§ **Required work**
Within the records below, find the line with "surface with a dot." and the line with "Phrase: white textured rug", then reproduce exactly those two lines and all lines between them, without any picture.

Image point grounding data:
== == ==
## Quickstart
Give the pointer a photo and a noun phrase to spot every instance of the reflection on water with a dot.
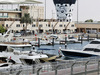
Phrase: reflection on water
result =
(75, 46)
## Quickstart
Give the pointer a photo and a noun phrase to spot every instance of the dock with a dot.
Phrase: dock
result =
(83, 66)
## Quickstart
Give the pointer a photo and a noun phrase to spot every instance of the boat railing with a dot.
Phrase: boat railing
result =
(77, 66)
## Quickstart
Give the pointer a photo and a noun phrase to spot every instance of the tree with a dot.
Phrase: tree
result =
(26, 19)
(2, 29)
(89, 20)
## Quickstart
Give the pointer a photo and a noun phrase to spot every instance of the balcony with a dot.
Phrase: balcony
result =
(10, 10)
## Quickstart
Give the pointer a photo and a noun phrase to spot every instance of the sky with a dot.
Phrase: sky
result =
(88, 9)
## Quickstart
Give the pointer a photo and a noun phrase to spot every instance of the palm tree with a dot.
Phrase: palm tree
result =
(26, 19)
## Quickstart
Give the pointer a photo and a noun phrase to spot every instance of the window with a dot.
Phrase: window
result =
(40, 25)
(23, 25)
(18, 25)
(2, 25)
(33, 25)
(0, 14)
(48, 25)
(6, 25)
(5, 14)
(65, 4)
(72, 25)
(60, 25)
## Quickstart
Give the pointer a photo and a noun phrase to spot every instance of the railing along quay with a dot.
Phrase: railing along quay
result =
(82, 66)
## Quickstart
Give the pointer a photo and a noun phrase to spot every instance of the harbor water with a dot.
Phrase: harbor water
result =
(54, 49)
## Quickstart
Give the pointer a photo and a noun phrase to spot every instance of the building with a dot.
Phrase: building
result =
(64, 9)
(88, 27)
(10, 18)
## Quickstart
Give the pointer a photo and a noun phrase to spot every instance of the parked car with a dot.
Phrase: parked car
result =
(17, 34)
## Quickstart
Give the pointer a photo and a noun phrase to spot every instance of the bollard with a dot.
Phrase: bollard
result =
(65, 46)
(81, 39)
(88, 37)
(38, 70)
(86, 67)
(78, 37)
(53, 41)
(56, 73)
(38, 42)
(98, 66)
(97, 35)
(72, 68)
(65, 39)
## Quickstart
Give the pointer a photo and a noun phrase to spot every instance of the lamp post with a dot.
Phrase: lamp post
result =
(45, 9)
(77, 11)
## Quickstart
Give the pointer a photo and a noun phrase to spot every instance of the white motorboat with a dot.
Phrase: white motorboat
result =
(20, 56)
(92, 49)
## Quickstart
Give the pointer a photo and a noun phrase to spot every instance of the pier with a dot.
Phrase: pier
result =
(82, 66)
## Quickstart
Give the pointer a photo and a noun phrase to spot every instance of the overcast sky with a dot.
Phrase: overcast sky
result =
(88, 9)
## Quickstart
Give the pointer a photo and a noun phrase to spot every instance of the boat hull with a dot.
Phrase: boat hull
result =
(76, 54)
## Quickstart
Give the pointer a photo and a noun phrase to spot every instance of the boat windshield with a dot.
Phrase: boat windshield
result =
(95, 42)
(91, 49)
(26, 48)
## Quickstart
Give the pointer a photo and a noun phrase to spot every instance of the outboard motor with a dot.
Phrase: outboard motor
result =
(9, 49)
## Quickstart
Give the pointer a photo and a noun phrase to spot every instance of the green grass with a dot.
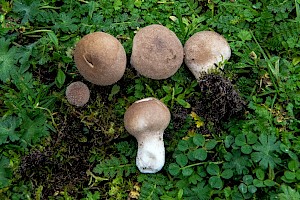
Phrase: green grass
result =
(52, 150)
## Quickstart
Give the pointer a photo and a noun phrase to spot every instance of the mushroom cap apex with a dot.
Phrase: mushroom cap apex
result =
(157, 53)
(147, 116)
(100, 58)
(204, 50)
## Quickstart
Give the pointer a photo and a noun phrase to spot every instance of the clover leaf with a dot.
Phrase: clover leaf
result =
(266, 148)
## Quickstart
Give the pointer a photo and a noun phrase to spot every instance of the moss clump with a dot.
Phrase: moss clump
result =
(219, 99)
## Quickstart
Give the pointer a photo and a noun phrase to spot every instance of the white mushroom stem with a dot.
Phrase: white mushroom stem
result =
(151, 153)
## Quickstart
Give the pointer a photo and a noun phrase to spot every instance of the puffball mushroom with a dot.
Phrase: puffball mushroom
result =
(77, 93)
(204, 50)
(146, 120)
(100, 58)
(157, 53)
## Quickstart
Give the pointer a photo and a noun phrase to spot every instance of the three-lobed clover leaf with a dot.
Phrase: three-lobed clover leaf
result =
(266, 148)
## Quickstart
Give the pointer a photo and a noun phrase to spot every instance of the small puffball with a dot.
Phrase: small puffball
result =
(77, 93)
(157, 53)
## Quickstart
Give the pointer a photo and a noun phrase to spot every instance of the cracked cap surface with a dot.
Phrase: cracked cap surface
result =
(100, 58)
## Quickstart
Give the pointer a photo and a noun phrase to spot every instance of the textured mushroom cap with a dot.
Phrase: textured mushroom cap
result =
(77, 93)
(100, 58)
(146, 116)
(203, 50)
(157, 53)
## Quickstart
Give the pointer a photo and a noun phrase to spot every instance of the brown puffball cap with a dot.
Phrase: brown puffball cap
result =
(77, 93)
(205, 49)
(157, 53)
(100, 58)
(146, 116)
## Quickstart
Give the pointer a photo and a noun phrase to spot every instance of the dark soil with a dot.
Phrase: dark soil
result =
(63, 164)
(219, 99)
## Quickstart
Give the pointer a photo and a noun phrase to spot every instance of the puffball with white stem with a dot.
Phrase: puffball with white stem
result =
(146, 120)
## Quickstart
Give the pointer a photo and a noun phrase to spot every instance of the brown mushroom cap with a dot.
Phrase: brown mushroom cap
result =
(205, 49)
(146, 116)
(157, 53)
(100, 58)
(77, 93)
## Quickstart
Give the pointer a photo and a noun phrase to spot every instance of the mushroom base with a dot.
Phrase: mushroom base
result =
(151, 153)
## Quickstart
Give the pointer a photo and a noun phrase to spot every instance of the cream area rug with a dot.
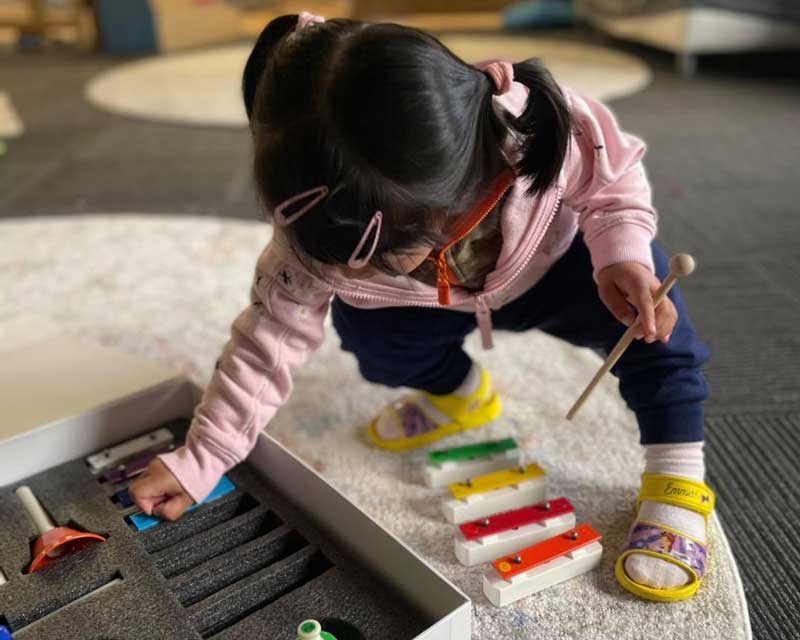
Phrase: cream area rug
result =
(202, 87)
(11, 124)
(168, 288)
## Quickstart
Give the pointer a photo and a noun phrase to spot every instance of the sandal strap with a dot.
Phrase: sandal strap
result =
(667, 543)
(414, 420)
(681, 492)
(455, 406)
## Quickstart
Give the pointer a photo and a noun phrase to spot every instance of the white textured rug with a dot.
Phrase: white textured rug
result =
(202, 87)
(168, 288)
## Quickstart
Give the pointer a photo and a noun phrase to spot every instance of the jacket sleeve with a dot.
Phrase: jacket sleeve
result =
(253, 378)
(608, 188)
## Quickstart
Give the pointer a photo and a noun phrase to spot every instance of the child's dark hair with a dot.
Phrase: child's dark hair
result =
(388, 118)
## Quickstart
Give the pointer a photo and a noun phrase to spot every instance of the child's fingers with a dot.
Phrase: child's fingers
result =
(147, 492)
(666, 318)
(642, 299)
(173, 508)
(617, 304)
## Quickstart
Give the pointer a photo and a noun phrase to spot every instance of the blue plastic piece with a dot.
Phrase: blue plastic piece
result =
(539, 14)
(143, 522)
(123, 498)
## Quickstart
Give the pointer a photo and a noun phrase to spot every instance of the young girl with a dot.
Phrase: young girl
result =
(418, 197)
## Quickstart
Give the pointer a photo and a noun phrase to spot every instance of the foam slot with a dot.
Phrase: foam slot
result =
(190, 524)
(372, 617)
(221, 538)
(218, 573)
(215, 613)
(116, 613)
(56, 606)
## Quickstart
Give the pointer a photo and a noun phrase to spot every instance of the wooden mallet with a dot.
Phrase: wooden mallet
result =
(680, 265)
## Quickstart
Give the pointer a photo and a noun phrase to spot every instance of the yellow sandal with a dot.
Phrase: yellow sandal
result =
(470, 412)
(663, 542)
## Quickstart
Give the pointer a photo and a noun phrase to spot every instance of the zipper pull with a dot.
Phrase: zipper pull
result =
(484, 317)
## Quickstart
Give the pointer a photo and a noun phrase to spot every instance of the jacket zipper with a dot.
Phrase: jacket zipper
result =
(434, 302)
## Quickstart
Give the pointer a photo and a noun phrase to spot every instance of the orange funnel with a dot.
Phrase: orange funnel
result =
(54, 542)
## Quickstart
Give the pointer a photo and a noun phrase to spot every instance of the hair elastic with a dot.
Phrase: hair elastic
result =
(501, 73)
(305, 19)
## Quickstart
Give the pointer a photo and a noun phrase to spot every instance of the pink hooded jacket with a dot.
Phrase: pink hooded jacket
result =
(602, 190)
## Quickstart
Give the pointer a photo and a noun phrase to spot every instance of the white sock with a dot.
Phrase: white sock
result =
(685, 460)
(388, 426)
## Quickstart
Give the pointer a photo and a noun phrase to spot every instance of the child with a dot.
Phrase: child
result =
(426, 197)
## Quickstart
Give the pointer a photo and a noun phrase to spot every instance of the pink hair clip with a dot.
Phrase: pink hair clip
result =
(282, 221)
(354, 262)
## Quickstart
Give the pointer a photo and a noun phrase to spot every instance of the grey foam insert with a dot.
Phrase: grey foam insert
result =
(249, 565)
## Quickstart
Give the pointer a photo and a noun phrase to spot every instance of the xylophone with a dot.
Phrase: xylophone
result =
(504, 519)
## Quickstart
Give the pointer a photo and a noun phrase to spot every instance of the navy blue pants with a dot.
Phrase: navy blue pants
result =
(422, 348)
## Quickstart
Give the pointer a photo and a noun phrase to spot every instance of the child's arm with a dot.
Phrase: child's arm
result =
(253, 378)
(607, 186)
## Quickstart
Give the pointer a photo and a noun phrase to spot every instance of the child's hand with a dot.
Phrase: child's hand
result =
(157, 492)
(626, 283)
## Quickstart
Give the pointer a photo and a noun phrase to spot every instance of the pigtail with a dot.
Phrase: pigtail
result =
(544, 124)
(256, 63)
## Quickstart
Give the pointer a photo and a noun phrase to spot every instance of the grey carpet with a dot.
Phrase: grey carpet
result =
(723, 159)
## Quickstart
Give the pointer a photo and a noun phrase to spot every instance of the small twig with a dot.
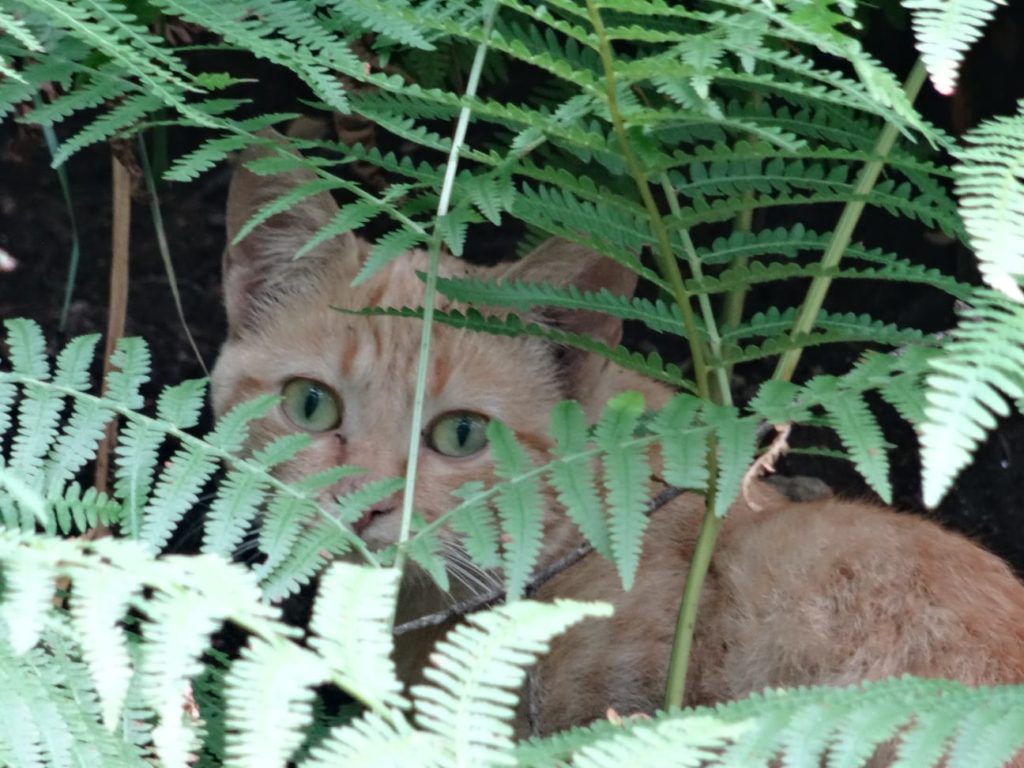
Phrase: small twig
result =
(118, 301)
(476, 602)
(765, 464)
== == ==
§ **Expected answer**
Give the pointer a photo and a noun phrase to spot every instance of the cracked cap surface with a dot.
Phrase: cracked cap surface
result =
(100, 58)
## Quickstart
Give the pointer a photo and a noun phrase to spot every instance of the textured mushroom cap with a dot.
Phrase: textured mushroom cap
result =
(77, 93)
(100, 58)
(146, 116)
(203, 50)
(157, 53)
## Quickstart
Give the pointer a photo and a noun phrase to spot every instance of the brown puffball cap with a dot.
Phrase: brown puffball cap
result =
(77, 93)
(205, 49)
(157, 53)
(100, 58)
(146, 116)
## Quickstart
Give the pointer a photo and a noun phrase to spot every instance of the dark soil with a dot.
Phrase: dark soil
result =
(63, 164)
(219, 99)
## Quickstart
Give the pointer a photo and a noun phrase to spot every instance of the puffball with white stem with a dot.
Phrase: puffball with white stem
result =
(146, 120)
## Quickstart
Give the pointer a photo and a noun phrase to spot every instance of the brown mushroom cap with a dot.
Phrase: brown mushroom cap
result =
(205, 49)
(146, 116)
(157, 53)
(100, 58)
(77, 93)
## Quickstart
Give the pointer a photo and a noun phrase to spot every instance of the mushroom base with a dot.
Phrase: mushroom base
result =
(151, 153)
## Quickstart
Give the pointer a photo and a noun phrase to spot every instance of the cream area rug with a dot.
Phrase: cream area rug
result =
(202, 87)
(11, 124)
(168, 288)
## Quickstart
Give the pointer a photo and a noun phrase to spot every instance of the sandal strap with a dot.
Phrase: sandal strap
result =
(667, 543)
(414, 420)
(681, 492)
(455, 406)
## Quickstart
Give the pointer a photo and a noun phrase to spot every instance of the white textured rug with a dot.
Phrase: white textured rug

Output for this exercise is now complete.